Nothing but the lines from the line with "Two rules. Place a point on every instance of the french" through the end of the data is to be copied, and each is to be copied exactly.
====
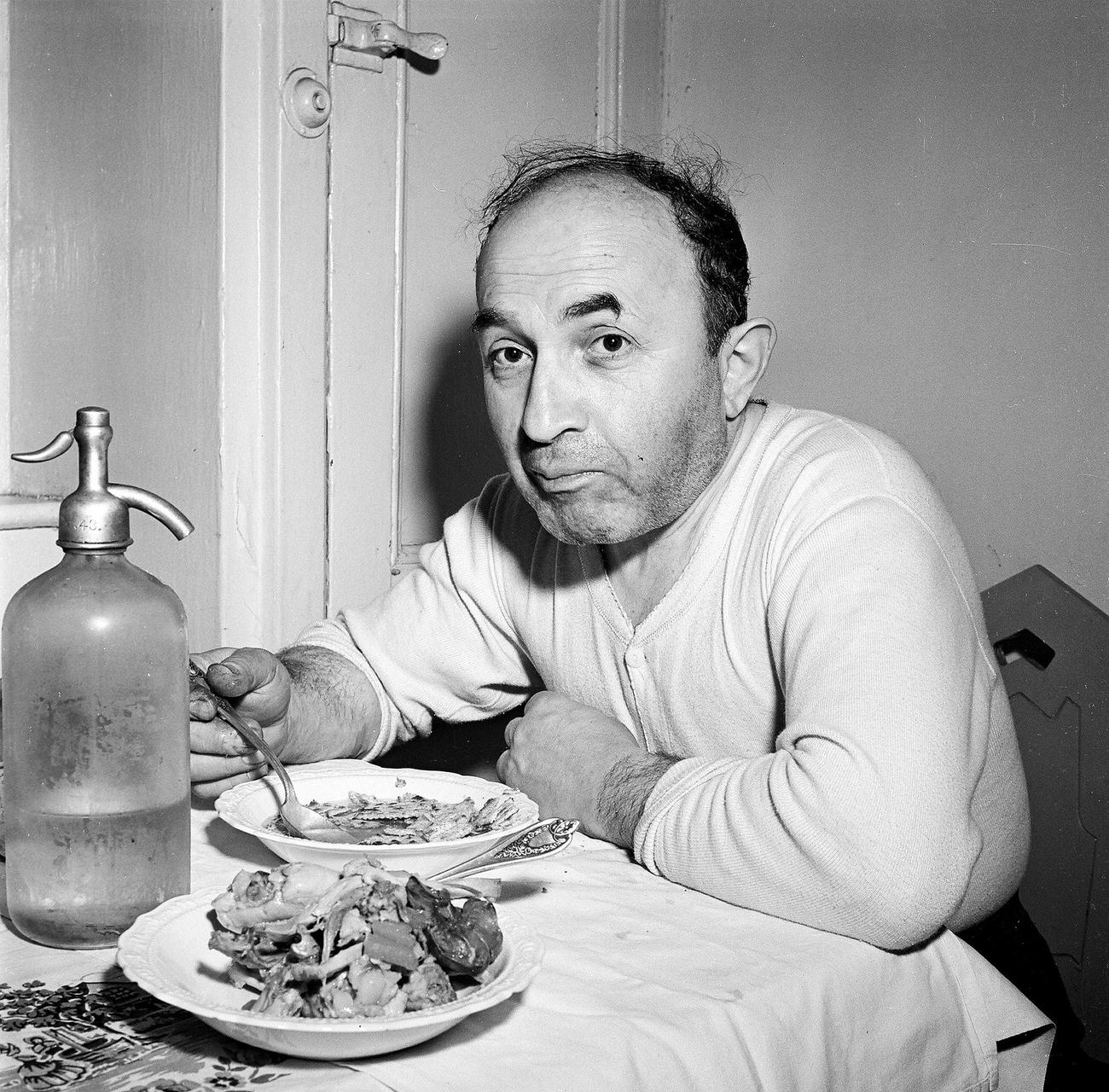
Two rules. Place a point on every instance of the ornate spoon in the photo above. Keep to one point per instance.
(543, 839)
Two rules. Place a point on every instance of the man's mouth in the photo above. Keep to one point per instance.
(560, 479)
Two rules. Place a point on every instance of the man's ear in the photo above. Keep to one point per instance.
(742, 358)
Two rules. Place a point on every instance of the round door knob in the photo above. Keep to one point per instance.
(306, 101)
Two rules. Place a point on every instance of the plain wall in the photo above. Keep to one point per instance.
(921, 188)
(114, 266)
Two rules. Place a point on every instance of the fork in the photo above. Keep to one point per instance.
(300, 821)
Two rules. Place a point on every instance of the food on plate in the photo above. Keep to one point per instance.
(356, 944)
(410, 819)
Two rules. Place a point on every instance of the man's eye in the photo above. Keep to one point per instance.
(610, 345)
(508, 355)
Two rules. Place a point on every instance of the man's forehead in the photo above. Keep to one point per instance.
(592, 219)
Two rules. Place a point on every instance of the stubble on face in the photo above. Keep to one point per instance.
(662, 455)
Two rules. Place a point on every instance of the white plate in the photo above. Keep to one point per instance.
(253, 805)
(166, 952)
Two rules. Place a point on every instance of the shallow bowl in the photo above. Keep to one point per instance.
(165, 952)
(253, 806)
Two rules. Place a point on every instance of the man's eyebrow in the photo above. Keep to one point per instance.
(487, 317)
(600, 300)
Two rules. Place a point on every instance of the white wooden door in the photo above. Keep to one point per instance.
(411, 151)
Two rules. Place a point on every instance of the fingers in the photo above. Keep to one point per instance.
(243, 671)
(221, 758)
(210, 783)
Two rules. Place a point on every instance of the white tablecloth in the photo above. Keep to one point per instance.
(644, 985)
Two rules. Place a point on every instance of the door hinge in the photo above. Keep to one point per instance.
(363, 39)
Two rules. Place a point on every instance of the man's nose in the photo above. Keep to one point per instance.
(554, 403)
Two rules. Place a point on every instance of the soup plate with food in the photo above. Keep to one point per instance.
(420, 821)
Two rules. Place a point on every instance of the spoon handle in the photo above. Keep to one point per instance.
(543, 839)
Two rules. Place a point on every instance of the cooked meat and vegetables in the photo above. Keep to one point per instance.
(409, 818)
(361, 943)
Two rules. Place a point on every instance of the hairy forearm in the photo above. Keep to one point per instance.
(624, 792)
(334, 712)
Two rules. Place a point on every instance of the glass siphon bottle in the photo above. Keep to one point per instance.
(96, 718)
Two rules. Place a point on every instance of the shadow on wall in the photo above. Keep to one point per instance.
(462, 455)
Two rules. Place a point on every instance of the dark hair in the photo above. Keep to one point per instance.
(694, 186)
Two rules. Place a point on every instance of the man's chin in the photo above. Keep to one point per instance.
(573, 528)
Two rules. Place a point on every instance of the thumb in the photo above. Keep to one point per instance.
(245, 670)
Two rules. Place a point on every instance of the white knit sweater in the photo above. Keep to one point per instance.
(820, 666)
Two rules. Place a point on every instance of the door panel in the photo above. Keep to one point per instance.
(410, 162)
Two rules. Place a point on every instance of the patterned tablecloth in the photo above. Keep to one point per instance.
(644, 985)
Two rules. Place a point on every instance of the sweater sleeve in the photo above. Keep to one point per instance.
(858, 821)
(439, 643)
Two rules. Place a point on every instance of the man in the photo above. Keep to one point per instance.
(746, 639)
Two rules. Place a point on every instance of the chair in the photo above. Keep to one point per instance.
(1054, 648)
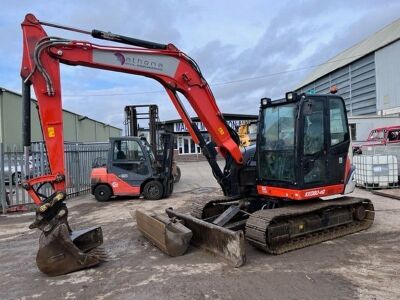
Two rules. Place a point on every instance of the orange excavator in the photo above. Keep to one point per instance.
(272, 190)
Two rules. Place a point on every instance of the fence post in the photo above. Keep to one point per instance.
(2, 179)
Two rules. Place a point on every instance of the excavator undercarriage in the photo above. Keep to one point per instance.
(222, 225)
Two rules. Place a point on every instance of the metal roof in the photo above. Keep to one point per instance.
(381, 38)
(2, 90)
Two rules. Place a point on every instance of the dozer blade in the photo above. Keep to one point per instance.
(61, 252)
(221, 241)
(171, 237)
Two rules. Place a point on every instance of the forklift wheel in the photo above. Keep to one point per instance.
(153, 190)
(102, 192)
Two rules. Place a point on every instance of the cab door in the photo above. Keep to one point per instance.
(313, 147)
(129, 162)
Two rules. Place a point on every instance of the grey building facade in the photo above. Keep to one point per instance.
(77, 128)
(366, 75)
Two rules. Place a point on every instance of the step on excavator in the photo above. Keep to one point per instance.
(272, 191)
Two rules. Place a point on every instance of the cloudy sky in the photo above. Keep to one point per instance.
(246, 49)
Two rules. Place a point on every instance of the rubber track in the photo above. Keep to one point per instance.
(258, 222)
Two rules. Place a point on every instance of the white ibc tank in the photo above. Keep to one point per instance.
(376, 171)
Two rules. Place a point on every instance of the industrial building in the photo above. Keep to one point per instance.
(367, 76)
(77, 128)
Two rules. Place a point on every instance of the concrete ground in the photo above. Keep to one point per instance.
(365, 265)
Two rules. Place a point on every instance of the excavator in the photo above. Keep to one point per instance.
(272, 191)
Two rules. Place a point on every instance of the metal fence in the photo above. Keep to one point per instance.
(79, 160)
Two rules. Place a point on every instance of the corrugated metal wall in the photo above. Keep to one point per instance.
(356, 83)
(388, 77)
(76, 128)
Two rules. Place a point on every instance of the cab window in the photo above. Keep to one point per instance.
(338, 127)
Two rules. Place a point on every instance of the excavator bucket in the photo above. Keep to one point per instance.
(62, 251)
(169, 236)
(224, 243)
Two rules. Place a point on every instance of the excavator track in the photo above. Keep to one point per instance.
(277, 231)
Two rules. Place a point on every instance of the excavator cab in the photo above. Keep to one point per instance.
(303, 144)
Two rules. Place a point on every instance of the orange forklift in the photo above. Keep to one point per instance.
(132, 170)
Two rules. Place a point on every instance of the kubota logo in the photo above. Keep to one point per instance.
(120, 57)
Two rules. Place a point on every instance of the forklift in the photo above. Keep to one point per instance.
(148, 112)
(132, 170)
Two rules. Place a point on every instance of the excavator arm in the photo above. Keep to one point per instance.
(177, 73)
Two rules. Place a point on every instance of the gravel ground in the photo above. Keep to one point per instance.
(365, 265)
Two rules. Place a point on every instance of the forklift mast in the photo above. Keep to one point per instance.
(134, 113)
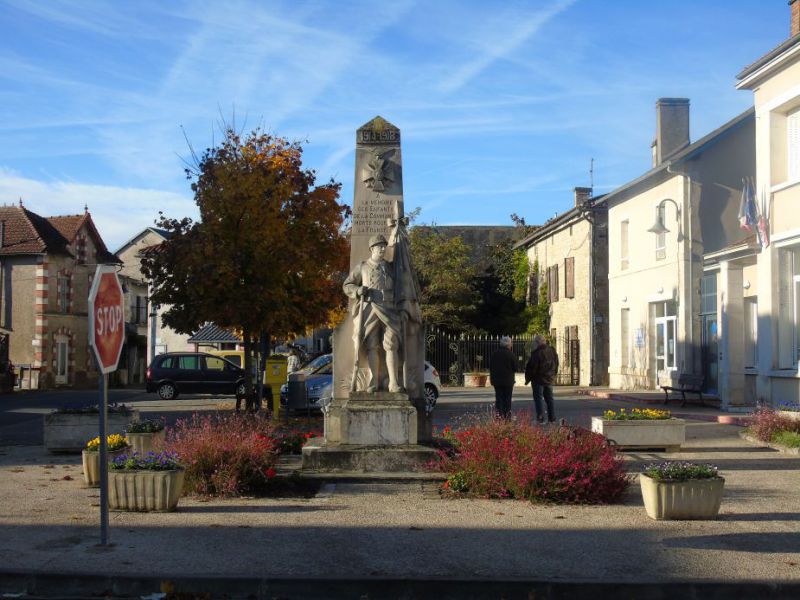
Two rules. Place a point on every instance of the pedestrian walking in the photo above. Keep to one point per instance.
(541, 372)
(502, 373)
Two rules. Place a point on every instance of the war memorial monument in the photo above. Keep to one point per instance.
(377, 418)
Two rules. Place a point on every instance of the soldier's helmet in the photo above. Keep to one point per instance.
(377, 239)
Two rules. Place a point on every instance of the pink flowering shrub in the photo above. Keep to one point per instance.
(514, 459)
(225, 455)
(767, 423)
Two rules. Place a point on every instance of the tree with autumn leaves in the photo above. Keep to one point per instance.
(269, 251)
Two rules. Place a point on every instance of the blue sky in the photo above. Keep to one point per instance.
(501, 104)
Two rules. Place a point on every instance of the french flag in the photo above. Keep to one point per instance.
(748, 212)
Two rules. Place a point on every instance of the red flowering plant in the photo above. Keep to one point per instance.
(498, 458)
(768, 423)
(225, 455)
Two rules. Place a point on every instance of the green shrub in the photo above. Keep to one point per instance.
(790, 439)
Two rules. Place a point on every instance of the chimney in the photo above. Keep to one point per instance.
(795, 7)
(582, 195)
(672, 128)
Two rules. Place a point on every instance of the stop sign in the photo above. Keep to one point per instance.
(106, 318)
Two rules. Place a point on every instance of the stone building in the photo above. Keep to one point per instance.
(665, 312)
(46, 270)
(570, 252)
(763, 342)
(159, 338)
====
▶ **Final result**:
Two rules. Place a point on every instance of the french flag in the photo above. Keep to one point per instance.
(748, 212)
Two rules. Place a point on every instance of the red flowering plant in the photo above. Keep to one point per instance.
(498, 458)
(768, 423)
(225, 455)
Two rules. Place a point on every instance of the green shrub in the photo above. Keep to one point per instance.
(790, 439)
Two rules. Place a point on every instance of the chimney in the photo above. Keep to one point per instance.
(795, 7)
(582, 195)
(672, 128)
Two rules. Place a point on every instance of the stop sign in the photo above. Keep to one point per instance.
(106, 318)
Two rules. Place a point on every instance of the stone building in the photo above. Keep to one point per instance.
(665, 312)
(46, 270)
(570, 252)
(763, 342)
(159, 338)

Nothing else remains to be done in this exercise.